We know querying huge amounts of data on SIEM is often painful and can take days to get a basic idea of what's happening. MCP can reduce those many days to a few days or even less by making the querying and analysis faster. Most SIEM vendors provide official MCP servers for integrating with AI systems. Here I will test threat hunting on a local Elasticsearch and with the OTRF APT29 Dataset. Elasticsearch already provides an MCP server: elastic-mcp-server, so we don't have to make one of our own, and it gets most things done.

With the help of MCP, it was easier to hunt through the vast logs and get an overview of the dataset and what things are present. Again, AI can hallucinate and output wrong data, so we have to manually verify things to properly come to a conclusion.

● ● ● ● ●

**Task requirements**
Please answer these questions about the text on MCP threat hunting:
(a) Which dataset is used for the threat hunting test?
(b) What is the name of the MCP server that Elasticsearch provides?
(c) According to the text, why do things have to be verified manually?
The items are not needed for any task.

**Dataset records**
● ● ● ● ●

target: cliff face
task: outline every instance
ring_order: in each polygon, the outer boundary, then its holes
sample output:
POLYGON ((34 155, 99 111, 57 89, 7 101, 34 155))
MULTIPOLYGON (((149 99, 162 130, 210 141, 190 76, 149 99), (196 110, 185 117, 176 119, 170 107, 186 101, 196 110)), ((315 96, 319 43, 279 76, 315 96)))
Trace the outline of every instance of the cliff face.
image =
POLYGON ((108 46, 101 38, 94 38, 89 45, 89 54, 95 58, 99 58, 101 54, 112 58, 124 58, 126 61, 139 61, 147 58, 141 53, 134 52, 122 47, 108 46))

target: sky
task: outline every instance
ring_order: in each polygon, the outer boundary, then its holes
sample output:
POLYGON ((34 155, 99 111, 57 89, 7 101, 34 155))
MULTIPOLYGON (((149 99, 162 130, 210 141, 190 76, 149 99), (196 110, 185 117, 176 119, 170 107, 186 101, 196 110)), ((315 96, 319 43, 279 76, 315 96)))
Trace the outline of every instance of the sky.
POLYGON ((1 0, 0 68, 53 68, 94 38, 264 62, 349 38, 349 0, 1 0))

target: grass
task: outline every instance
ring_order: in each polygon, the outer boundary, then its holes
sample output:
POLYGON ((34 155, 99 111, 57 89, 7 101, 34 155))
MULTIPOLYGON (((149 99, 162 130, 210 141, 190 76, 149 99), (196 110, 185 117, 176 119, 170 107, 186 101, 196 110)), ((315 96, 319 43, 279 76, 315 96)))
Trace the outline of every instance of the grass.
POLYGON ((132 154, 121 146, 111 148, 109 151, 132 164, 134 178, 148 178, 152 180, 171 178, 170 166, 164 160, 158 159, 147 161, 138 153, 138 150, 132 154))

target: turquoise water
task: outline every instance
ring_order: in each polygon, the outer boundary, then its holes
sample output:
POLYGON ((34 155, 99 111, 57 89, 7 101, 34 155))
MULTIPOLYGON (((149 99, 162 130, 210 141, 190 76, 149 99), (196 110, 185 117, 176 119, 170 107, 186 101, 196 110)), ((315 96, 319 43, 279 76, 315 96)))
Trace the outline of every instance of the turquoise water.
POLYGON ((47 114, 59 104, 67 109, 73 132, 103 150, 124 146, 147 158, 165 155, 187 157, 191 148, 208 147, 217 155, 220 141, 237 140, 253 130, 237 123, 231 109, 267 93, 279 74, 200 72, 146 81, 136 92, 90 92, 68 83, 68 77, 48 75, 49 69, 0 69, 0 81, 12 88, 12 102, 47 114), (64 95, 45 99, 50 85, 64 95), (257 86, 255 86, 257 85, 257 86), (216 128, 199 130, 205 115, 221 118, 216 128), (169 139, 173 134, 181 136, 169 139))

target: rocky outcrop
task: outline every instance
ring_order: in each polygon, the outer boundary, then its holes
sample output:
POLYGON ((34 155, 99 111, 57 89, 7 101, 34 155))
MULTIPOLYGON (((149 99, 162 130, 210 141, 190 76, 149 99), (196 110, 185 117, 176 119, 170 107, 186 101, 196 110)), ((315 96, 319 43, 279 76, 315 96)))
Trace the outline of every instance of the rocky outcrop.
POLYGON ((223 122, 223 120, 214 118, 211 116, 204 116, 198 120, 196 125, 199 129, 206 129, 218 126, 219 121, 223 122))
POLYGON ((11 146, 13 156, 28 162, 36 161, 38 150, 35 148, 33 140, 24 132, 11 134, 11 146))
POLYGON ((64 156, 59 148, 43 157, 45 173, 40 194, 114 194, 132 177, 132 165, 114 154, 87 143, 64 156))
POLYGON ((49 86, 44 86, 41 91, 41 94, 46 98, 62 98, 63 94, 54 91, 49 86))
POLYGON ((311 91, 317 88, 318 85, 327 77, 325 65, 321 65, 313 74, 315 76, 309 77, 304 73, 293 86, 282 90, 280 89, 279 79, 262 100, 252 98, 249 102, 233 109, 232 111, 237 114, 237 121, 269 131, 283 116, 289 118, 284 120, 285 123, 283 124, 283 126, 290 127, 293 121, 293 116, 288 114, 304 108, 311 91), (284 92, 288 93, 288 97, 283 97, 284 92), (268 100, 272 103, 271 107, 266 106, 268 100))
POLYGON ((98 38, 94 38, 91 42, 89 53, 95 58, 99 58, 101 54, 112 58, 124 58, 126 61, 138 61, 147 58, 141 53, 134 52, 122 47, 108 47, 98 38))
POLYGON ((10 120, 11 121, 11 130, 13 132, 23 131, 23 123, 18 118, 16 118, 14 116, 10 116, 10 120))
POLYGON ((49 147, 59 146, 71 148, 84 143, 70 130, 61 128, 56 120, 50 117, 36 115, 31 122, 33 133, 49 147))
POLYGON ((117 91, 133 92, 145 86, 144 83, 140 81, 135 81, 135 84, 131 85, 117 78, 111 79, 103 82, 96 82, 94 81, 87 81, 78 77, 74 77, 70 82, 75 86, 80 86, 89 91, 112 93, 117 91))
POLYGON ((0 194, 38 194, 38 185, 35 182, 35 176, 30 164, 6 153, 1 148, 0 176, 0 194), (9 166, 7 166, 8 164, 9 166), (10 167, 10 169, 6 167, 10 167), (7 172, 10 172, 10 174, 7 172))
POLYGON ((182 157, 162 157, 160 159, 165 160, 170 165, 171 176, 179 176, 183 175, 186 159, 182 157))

● ● ● ● ●

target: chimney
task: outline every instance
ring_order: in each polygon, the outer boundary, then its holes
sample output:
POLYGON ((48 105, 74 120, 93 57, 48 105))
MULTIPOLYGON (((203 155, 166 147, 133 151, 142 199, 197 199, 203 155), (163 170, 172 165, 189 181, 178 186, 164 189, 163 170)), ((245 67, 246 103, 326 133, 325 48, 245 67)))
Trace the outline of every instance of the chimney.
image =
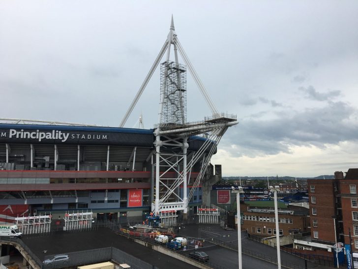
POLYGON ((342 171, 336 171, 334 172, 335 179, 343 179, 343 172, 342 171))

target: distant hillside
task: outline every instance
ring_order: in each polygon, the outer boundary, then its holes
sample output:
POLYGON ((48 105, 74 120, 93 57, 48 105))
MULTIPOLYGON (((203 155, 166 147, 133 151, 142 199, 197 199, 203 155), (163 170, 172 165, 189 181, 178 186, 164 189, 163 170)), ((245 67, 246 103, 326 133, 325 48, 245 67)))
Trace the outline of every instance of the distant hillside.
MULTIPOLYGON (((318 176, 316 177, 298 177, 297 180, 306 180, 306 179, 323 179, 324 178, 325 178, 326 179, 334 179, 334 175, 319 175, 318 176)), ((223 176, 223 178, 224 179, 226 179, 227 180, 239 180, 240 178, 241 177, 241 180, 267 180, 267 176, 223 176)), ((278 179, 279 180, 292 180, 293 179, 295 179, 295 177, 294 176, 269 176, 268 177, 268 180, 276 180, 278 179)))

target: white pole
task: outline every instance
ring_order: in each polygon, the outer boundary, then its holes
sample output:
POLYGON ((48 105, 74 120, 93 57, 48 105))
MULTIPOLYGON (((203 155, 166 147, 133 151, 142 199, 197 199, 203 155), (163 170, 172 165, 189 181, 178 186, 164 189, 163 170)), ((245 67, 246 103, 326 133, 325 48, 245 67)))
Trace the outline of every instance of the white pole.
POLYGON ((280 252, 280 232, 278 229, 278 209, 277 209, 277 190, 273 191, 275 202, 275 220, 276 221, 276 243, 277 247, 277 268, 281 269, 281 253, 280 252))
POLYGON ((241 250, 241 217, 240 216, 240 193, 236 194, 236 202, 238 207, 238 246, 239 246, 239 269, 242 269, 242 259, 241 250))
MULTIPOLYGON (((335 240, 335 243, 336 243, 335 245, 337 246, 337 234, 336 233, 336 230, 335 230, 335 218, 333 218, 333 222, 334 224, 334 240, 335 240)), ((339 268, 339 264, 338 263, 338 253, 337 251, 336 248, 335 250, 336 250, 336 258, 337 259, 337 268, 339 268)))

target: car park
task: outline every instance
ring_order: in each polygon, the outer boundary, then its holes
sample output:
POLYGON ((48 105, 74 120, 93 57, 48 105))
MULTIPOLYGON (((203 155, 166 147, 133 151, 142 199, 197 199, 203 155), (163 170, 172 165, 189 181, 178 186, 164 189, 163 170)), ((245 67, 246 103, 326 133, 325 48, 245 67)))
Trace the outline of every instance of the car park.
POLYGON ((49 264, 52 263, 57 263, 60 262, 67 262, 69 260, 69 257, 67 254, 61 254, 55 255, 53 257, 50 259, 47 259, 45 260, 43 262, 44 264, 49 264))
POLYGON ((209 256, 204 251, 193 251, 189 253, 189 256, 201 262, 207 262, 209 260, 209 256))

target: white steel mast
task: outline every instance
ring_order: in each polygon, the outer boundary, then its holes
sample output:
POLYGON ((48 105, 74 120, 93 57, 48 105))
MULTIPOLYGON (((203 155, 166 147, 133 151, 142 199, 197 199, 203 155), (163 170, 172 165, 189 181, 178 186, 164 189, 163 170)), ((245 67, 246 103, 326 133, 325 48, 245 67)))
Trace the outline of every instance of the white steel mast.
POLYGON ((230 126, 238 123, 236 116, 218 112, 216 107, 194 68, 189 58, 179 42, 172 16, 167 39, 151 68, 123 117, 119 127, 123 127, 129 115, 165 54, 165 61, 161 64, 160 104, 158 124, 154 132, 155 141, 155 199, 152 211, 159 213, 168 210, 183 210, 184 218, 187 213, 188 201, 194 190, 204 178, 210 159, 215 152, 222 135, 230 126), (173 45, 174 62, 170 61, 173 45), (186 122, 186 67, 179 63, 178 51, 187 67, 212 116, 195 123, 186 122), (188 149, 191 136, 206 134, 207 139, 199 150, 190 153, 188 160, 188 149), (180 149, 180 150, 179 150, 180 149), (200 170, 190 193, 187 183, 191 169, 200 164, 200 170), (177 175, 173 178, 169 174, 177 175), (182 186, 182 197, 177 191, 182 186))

● ● ● ● ●

**Problem solution**
(a) The OTRF APT29 Dataset.
(b) elastic-mcp-server.
(c) Because AI can hallucinate and output wrong data.